(Entries from a pointing dataset)
** START **
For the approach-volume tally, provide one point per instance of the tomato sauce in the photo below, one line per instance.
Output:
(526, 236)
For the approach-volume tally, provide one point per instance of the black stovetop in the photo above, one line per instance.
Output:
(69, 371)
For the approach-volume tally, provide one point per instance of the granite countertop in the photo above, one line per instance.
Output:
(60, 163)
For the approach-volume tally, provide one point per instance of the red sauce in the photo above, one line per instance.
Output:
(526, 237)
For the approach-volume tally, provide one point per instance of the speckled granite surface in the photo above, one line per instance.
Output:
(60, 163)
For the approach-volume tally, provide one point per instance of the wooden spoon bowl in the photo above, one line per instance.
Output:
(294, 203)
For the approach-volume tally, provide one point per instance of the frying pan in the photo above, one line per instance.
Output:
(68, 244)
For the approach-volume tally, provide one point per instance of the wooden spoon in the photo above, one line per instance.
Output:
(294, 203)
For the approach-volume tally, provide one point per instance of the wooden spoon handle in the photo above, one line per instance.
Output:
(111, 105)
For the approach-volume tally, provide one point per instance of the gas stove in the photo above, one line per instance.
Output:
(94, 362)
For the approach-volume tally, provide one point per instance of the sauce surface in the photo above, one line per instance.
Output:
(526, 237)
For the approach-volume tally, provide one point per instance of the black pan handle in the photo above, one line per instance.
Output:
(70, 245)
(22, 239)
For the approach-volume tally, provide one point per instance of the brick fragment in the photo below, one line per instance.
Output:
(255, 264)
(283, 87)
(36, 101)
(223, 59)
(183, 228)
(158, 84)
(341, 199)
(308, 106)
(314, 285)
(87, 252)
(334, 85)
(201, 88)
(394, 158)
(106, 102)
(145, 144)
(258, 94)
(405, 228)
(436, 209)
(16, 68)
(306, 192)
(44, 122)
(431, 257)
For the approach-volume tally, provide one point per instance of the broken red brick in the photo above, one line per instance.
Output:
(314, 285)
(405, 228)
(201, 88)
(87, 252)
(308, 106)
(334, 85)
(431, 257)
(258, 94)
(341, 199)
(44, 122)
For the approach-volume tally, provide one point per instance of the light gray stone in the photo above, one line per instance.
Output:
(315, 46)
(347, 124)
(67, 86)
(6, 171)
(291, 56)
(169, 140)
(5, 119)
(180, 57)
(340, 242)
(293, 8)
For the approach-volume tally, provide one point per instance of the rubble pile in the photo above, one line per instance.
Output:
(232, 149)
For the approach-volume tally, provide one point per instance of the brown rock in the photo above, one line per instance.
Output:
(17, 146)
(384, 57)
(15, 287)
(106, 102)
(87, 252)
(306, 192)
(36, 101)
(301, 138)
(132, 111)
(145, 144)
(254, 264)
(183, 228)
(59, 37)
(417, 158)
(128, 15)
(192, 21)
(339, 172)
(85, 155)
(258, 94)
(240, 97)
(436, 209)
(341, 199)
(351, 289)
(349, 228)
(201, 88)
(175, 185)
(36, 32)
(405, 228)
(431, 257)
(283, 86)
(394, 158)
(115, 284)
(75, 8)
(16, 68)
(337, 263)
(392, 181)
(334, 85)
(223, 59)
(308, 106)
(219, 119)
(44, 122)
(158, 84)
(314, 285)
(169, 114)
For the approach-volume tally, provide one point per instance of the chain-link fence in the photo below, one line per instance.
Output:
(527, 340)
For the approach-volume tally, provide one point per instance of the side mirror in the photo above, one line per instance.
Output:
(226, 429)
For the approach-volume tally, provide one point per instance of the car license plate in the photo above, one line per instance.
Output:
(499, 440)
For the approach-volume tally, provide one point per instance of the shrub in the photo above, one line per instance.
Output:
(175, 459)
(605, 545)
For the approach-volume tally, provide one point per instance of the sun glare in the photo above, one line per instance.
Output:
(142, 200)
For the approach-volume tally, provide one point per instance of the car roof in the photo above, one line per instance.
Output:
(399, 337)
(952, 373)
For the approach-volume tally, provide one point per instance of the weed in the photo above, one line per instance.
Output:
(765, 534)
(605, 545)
** END **
WORK REQUIRED>
Write out, without alteration, the part of the entries that begins with the line containing "the sun glare" and continues through the end of the entries.

THE RESULT>
For the approach-volume tally, provide one point per instance of the sun glare in the photo above, one line per instance.
Output:
(142, 200)
For the approach-volume tally, provide one point per instance of the car roof in the photo above, one line per instance.
Output:
(399, 337)
(952, 373)
For the approach-volume tally, provide one point per instance of the weed in the photo above, one line per instance.
Output:
(765, 534)
(605, 545)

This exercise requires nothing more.